### Information supplied
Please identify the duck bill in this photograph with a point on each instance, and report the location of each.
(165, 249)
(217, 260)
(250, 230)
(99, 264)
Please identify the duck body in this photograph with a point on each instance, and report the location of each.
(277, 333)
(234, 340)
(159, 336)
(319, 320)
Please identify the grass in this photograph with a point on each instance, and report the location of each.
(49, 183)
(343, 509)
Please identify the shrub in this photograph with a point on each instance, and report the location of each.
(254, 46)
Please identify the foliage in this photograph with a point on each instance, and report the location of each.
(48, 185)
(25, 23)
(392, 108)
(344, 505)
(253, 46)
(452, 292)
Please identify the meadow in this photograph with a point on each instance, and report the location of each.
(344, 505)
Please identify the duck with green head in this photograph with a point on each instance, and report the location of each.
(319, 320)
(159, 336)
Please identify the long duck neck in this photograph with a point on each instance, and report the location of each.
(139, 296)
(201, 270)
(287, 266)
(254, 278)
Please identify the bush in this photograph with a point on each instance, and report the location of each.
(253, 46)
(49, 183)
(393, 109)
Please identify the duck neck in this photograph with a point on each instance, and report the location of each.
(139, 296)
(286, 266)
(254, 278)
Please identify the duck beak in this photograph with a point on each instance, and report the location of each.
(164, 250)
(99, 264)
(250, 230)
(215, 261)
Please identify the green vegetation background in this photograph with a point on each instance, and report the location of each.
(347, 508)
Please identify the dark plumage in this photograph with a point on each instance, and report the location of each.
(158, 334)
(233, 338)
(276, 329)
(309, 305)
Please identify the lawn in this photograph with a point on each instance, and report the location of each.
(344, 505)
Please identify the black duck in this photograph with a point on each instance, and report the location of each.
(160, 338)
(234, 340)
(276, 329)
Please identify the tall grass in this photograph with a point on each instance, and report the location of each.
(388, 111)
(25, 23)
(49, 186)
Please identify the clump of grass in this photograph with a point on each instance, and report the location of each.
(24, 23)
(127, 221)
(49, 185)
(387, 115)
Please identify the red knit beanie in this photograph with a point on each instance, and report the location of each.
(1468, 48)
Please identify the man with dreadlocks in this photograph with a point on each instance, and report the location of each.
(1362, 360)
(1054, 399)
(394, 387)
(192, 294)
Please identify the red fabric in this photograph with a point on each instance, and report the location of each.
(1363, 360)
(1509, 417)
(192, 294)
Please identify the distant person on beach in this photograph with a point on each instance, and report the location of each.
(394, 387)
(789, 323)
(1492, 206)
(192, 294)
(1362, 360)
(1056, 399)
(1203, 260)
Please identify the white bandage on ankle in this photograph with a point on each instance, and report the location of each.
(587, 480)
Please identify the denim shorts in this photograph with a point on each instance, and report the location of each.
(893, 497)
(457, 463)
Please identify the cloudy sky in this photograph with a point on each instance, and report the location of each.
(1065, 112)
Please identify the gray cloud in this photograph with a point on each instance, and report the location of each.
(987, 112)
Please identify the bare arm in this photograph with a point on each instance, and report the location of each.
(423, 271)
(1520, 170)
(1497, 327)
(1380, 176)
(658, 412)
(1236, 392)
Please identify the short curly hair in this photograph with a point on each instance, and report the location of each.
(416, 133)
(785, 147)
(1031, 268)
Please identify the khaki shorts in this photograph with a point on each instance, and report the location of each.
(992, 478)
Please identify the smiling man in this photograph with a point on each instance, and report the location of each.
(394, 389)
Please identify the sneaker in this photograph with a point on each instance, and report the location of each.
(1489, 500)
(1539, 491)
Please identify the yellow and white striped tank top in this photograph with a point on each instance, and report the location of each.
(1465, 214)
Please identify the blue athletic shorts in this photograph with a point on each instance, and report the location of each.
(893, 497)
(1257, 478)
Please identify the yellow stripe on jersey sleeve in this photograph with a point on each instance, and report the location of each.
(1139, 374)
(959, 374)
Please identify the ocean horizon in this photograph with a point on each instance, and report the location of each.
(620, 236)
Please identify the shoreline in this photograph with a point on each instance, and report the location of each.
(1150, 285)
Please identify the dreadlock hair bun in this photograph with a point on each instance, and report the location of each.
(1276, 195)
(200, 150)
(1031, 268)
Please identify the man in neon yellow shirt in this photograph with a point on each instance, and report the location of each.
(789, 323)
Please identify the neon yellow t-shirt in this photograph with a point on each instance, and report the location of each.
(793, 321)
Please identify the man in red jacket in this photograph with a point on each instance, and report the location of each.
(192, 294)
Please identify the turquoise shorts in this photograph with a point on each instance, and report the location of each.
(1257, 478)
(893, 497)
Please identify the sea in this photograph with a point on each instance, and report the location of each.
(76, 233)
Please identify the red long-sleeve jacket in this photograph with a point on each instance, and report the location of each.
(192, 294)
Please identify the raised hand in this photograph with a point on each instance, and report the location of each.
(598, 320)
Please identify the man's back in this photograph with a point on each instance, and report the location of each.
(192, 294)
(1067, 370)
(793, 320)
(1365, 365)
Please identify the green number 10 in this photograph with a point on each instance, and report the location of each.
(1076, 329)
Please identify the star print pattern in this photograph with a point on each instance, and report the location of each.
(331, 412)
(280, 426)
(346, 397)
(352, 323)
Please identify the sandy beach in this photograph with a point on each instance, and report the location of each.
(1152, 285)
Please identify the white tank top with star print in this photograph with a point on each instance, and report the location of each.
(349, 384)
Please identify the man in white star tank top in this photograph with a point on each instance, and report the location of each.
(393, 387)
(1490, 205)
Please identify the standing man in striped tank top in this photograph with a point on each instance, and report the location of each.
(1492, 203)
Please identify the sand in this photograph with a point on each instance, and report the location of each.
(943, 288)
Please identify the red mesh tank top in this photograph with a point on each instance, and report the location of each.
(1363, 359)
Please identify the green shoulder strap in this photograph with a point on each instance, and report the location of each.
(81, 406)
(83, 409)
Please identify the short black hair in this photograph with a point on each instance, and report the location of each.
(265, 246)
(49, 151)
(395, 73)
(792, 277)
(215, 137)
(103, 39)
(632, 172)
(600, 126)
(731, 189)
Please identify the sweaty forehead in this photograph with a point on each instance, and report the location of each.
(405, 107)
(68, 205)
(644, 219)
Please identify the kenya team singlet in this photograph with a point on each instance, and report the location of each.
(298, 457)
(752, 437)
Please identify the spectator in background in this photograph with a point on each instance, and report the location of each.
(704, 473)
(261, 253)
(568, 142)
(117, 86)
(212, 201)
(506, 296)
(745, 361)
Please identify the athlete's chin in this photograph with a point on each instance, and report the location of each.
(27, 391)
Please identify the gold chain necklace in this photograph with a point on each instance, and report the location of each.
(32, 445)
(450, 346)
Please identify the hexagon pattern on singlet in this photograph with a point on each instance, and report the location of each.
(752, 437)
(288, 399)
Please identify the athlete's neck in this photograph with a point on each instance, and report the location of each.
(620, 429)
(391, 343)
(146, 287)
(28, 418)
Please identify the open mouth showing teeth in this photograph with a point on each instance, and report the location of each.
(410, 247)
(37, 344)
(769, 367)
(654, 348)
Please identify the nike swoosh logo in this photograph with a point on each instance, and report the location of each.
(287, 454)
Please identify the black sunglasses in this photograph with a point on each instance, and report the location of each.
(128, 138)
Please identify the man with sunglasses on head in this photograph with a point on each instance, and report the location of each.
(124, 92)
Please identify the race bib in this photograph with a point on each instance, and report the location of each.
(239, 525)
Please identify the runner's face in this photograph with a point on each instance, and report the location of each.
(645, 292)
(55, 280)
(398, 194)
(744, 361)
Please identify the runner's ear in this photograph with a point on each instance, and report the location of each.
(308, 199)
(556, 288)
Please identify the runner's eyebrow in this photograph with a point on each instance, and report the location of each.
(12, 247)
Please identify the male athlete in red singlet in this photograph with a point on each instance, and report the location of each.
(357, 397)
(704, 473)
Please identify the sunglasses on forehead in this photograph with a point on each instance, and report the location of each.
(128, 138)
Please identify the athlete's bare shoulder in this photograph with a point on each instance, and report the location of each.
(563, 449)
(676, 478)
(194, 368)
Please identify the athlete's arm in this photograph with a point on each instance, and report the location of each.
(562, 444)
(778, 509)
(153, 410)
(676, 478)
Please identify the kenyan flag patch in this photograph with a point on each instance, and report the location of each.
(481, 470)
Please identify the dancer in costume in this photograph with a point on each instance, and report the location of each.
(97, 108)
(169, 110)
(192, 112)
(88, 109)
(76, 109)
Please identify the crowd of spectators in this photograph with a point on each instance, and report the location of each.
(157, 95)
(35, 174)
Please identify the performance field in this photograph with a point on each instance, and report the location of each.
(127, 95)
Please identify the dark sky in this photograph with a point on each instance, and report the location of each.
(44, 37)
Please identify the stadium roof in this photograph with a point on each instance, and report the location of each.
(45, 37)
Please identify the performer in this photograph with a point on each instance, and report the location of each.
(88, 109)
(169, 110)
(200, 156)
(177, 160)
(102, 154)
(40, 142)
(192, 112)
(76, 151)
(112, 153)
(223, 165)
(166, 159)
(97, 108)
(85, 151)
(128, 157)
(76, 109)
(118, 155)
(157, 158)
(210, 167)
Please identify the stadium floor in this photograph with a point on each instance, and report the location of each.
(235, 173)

### Job
Copy each line exactly, from the line containing "Please identify the dark sky" down to the last line of the material, and no other lines.

### Solution for this exercise
Please identify the dark sky in this photograph with a point on each instance, and report the location of each.
(44, 37)
Please identify the stadium roof in this photograph with a point on each instance, and report the location of each.
(45, 37)
Please identify the performer in this photograph with a point on each instance, and report the location of each.
(88, 109)
(169, 110)
(200, 156)
(177, 160)
(102, 154)
(40, 142)
(192, 112)
(76, 151)
(112, 153)
(223, 165)
(166, 159)
(97, 108)
(85, 151)
(128, 157)
(76, 109)
(118, 155)
(157, 158)
(210, 167)
Please identify the stadium floor in this photograph with a point on each instance, and report the location of each.
(235, 173)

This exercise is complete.